Update the data below by replacing "examine" with "inspect" everywhere it appears, leaving everything else unchanged. Omit the pictures from your answer.

#### RECORDS FOR THIS EXERCISE ####

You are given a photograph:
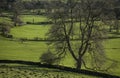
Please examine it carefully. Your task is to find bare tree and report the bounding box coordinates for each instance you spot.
[48,0,116,70]
[12,0,23,26]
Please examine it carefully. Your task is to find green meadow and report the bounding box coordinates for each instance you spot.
[0,15,120,78]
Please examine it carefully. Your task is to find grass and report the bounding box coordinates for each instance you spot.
[0,65,98,78]
[21,15,47,23]
[11,25,49,39]
[0,15,120,75]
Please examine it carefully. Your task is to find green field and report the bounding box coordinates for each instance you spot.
[21,15,48,23]
[0,65,98,78]
[0,25,120,75]
[0,15,120,78]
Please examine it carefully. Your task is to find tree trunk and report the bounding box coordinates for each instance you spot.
[76,59,82,69]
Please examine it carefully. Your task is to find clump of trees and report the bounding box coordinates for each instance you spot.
[40,50,60,64]
[47,0,118,70]
[0,22,12,38]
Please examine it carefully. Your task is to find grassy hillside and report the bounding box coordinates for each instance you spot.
[0,65,98,78]
[0,25,120,75]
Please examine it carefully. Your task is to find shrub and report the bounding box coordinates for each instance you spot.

####

SOLVED PROBLEM:
You are given a photograph:
Please inspect it carefully. Your task is to find bare tree and report the bounding box coordinates for each instance you spot.
[48,0,116,70]
[12,0,23,26]
Please inspect it carefully. Your task is to find green meadow and report the bounding box coordinates for each instance you spot.
[0,15,120,78]
Please inspect it carefully. Your task is to find grass and report the bounding box coordinates for each instance you spot.
[0,65,98,78]
[21,15,47,23]
[11,25,49,39]
[0,15,120,75]
Please inspect it carefully. Your task is to find green field and report the bounding box coordinates for each instance you spot.
[21,15,48,23]
[0,65,98,78]
[0,25,120,75]
[0,15,120,78]
Please inspect it carefully. Your task is to find tree trunk and report the bounding box coordinates for each instance you spot.
[76,59,82,69]
Please inspect it carefully. Your task is to find clump of trees and report the bounding box coordinates for each instance you spot.
[40,50,60,64]
[47,0,118,70]
[0,22,12,38]
Please inspect it carefully. Your task is to find grassy hillside and report the bounding box coordinates for each instance you spot.
[0,65,98,78]
[0,25,120,75]
Please inspect it carefully. Your task is to find shrub and report the bounding box coordinates for each instance you spot.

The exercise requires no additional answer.